*What is asked:*
Rename "dark wooden cabin" to "dark log cabin" in everything from the line containing "label=evergreen pine tree" down to the line containing "285,336 -> 358,376", and return only those lines with nothing else altered.

** start of Record excerpts **

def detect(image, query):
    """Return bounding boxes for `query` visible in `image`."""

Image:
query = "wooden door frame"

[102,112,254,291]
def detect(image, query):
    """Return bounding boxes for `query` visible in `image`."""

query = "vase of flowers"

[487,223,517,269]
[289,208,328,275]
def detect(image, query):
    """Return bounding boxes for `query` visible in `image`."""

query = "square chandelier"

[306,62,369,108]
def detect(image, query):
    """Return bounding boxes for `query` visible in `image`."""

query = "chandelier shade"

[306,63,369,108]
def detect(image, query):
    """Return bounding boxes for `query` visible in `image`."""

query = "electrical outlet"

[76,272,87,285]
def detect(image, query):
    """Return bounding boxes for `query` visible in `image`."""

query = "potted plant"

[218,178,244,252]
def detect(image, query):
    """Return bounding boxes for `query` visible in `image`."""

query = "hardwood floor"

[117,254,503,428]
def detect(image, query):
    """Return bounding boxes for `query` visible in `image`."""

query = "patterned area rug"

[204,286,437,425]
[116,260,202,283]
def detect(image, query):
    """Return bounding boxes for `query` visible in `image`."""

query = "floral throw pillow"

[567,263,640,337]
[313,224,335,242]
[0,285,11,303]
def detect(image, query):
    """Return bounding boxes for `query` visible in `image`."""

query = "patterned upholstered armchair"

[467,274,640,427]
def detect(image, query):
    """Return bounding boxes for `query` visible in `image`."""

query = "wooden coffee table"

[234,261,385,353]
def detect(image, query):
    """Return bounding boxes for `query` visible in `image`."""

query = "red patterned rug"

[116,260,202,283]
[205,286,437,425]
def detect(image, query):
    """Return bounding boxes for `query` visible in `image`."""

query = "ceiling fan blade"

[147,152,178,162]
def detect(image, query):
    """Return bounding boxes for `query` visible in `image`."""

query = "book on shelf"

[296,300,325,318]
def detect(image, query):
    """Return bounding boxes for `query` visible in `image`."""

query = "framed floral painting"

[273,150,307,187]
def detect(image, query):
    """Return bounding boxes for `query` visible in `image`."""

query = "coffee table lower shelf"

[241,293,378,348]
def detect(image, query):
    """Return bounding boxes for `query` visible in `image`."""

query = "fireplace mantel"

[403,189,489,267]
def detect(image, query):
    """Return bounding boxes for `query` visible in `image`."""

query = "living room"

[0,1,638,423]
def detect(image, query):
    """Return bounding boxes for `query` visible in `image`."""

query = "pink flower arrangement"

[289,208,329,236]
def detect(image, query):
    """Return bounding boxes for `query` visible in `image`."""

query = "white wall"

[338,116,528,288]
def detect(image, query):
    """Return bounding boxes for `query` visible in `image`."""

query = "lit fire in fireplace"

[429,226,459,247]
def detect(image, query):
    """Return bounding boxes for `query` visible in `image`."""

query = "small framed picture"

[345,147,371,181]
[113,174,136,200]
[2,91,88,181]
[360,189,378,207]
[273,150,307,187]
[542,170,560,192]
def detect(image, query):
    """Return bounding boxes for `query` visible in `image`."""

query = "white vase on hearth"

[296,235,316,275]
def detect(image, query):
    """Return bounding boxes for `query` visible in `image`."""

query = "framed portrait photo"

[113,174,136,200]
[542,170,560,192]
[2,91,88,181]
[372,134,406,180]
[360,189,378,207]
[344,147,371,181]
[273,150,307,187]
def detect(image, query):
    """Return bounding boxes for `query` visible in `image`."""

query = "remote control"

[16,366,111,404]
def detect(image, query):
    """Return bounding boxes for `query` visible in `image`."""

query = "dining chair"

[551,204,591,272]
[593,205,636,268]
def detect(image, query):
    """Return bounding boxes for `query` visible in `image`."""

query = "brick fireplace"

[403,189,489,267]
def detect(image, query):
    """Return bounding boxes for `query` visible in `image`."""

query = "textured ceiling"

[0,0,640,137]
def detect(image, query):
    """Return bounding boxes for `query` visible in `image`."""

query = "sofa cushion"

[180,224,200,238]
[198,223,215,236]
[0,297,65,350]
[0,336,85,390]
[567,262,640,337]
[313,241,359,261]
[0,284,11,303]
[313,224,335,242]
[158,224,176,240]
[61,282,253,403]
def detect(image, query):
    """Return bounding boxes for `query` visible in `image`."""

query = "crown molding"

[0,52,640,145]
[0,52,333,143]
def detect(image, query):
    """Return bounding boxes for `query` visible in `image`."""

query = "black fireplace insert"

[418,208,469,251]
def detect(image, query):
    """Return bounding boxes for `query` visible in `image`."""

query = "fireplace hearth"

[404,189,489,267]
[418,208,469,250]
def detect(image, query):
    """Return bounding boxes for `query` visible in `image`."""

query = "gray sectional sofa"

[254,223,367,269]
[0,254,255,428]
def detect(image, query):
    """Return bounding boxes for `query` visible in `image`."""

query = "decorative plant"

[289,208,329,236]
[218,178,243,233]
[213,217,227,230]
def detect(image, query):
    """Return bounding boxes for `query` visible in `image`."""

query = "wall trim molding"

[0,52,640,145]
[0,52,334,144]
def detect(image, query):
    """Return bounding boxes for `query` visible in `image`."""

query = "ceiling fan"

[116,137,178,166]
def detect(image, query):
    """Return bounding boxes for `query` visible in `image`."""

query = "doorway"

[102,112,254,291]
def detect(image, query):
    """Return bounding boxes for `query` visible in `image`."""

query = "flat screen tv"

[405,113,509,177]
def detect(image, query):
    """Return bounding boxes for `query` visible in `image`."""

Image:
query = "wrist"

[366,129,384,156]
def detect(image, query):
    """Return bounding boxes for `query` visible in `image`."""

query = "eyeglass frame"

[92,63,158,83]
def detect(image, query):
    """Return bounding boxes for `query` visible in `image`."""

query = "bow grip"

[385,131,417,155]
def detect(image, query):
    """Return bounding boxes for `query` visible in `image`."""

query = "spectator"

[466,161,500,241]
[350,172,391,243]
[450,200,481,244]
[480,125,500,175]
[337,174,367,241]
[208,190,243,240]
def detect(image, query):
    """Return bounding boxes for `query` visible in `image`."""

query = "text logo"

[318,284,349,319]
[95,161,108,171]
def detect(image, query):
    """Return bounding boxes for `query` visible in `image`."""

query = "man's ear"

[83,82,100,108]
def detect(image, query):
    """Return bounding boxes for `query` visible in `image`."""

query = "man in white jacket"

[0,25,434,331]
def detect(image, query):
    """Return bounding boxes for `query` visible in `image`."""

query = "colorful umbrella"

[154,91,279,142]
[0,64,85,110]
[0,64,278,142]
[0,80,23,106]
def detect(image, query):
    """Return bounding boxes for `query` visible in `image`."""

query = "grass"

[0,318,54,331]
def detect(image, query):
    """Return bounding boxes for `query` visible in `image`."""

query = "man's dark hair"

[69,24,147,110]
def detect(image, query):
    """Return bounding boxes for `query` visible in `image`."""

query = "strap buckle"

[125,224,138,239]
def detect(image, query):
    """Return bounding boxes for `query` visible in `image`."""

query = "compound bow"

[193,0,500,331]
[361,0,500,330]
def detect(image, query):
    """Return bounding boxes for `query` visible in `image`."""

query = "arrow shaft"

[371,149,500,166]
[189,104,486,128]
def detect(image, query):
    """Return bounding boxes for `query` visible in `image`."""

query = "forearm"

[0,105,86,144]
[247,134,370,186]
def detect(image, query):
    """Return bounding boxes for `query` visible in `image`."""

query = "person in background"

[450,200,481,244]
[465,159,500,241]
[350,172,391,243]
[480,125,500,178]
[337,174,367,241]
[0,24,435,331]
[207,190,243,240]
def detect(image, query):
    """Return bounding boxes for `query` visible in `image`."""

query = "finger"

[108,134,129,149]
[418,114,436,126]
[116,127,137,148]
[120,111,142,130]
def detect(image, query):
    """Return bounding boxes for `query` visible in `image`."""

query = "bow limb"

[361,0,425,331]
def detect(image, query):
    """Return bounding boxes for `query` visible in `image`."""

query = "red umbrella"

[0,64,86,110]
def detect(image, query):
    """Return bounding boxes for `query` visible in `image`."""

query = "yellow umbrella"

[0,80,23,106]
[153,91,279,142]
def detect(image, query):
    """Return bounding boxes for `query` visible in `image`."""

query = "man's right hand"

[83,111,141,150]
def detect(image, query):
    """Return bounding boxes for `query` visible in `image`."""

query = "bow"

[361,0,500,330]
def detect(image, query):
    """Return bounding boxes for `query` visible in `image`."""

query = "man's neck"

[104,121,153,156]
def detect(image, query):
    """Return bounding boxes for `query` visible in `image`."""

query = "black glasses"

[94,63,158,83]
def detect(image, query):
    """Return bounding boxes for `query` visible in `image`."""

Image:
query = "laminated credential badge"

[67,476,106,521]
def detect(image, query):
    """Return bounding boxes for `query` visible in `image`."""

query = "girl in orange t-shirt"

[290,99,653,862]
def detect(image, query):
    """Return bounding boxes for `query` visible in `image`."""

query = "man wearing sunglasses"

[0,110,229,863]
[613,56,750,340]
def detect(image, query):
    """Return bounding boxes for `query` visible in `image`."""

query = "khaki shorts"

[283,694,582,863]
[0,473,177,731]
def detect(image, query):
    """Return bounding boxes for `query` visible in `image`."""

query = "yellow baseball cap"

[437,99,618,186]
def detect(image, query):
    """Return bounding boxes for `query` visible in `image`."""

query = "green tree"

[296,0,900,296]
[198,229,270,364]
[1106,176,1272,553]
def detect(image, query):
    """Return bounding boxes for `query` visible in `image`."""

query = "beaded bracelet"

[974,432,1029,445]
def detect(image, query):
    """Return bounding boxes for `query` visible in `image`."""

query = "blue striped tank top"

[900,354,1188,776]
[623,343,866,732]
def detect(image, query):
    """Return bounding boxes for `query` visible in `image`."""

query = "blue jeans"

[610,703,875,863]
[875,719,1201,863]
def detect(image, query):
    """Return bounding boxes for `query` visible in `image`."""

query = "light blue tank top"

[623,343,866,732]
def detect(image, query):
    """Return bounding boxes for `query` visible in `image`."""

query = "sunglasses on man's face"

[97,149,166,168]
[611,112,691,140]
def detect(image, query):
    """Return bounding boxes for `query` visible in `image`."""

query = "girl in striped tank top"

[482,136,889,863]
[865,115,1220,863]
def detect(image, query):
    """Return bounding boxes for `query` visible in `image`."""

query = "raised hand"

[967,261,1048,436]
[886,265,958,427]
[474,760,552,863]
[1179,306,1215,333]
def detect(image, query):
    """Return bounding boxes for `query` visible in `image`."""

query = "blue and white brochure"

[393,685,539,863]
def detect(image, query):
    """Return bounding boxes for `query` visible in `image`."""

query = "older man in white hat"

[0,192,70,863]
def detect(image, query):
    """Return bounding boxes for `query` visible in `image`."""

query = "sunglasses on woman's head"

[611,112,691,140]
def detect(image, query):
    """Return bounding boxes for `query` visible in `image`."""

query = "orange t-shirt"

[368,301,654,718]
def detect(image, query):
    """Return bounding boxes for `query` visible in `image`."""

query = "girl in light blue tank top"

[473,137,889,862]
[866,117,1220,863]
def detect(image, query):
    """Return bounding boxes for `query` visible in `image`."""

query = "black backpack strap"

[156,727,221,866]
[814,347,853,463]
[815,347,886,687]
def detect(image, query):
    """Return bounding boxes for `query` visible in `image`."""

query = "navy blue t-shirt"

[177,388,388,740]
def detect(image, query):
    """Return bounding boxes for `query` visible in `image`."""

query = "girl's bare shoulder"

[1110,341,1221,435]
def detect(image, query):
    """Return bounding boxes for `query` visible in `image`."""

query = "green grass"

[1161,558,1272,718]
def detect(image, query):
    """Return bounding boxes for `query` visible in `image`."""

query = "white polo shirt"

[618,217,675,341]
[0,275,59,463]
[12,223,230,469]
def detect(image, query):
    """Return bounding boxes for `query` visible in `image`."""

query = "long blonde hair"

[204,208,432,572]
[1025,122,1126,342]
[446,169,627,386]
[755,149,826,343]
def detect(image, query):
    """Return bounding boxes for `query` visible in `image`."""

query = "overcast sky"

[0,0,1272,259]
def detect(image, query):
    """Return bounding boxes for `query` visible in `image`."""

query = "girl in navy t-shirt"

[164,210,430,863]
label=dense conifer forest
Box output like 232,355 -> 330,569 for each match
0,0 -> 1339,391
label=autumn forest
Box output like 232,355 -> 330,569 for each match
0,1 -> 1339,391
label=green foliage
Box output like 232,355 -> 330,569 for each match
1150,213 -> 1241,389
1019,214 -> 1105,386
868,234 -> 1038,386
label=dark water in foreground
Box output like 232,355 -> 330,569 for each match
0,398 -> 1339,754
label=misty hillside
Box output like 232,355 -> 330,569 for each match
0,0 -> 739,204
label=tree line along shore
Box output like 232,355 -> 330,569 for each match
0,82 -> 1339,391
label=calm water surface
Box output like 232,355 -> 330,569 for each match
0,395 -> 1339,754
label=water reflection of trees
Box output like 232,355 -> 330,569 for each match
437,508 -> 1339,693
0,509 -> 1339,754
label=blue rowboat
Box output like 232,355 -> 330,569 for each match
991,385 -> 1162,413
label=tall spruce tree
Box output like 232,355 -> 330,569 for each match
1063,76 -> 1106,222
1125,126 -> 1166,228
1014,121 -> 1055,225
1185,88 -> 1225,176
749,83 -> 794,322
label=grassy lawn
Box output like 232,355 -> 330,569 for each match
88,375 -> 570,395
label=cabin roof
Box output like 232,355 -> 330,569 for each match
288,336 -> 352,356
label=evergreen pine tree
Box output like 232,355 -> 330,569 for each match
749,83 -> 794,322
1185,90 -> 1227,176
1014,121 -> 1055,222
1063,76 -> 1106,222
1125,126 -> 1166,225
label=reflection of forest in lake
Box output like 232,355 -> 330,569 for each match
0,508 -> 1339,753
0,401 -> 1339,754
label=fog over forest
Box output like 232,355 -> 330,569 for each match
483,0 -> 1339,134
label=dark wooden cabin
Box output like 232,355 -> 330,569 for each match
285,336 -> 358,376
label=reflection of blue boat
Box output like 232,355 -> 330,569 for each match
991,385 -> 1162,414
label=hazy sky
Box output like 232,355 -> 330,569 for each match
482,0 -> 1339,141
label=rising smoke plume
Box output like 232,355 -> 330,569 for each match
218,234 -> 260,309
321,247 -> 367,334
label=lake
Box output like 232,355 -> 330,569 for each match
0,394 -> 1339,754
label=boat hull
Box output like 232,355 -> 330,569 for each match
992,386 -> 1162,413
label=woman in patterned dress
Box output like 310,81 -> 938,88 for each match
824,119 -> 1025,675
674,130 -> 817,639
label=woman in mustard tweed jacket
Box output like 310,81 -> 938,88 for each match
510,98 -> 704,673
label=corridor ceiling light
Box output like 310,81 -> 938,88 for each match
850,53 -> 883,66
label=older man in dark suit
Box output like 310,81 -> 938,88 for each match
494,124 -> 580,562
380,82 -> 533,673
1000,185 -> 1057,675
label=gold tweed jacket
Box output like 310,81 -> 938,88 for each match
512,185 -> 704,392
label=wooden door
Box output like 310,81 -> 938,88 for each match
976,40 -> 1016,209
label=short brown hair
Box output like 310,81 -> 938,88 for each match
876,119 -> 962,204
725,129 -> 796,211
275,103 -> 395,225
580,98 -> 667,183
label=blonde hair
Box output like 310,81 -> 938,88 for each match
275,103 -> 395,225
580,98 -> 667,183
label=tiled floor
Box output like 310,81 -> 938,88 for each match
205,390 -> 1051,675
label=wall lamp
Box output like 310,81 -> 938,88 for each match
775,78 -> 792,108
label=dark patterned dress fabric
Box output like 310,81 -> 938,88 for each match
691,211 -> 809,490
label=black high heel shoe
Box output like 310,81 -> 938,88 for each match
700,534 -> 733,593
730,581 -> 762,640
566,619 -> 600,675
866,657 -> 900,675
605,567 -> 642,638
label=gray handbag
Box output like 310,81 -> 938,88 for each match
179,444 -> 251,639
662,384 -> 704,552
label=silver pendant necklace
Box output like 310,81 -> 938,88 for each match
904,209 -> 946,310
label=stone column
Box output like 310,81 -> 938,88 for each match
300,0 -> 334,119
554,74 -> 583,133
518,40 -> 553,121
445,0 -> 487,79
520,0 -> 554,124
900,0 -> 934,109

** end of Record excerpts **

*The answer:*
label=evergreen pine tree
Box output like 232,355 -> 330,569 for each match
749,83 -> 794,322
1185,90 -> 1227,176
1014,121 -> 1055,222
1063,76 -> 1106,222
1125,126 -> 1166,225
label=reflection of forest in lake
Box output like 232,355 -> 330,569 for each match
0,508 -> 1339,753
0,401 -> 1339,754
label=fog over forest
Box output like 232,355 -> 330,569 for each match
483,0 -> 1339,134
label=dark log cabin
Box output like 232,355 -> 330,569 for each match
285,336 -> 358,376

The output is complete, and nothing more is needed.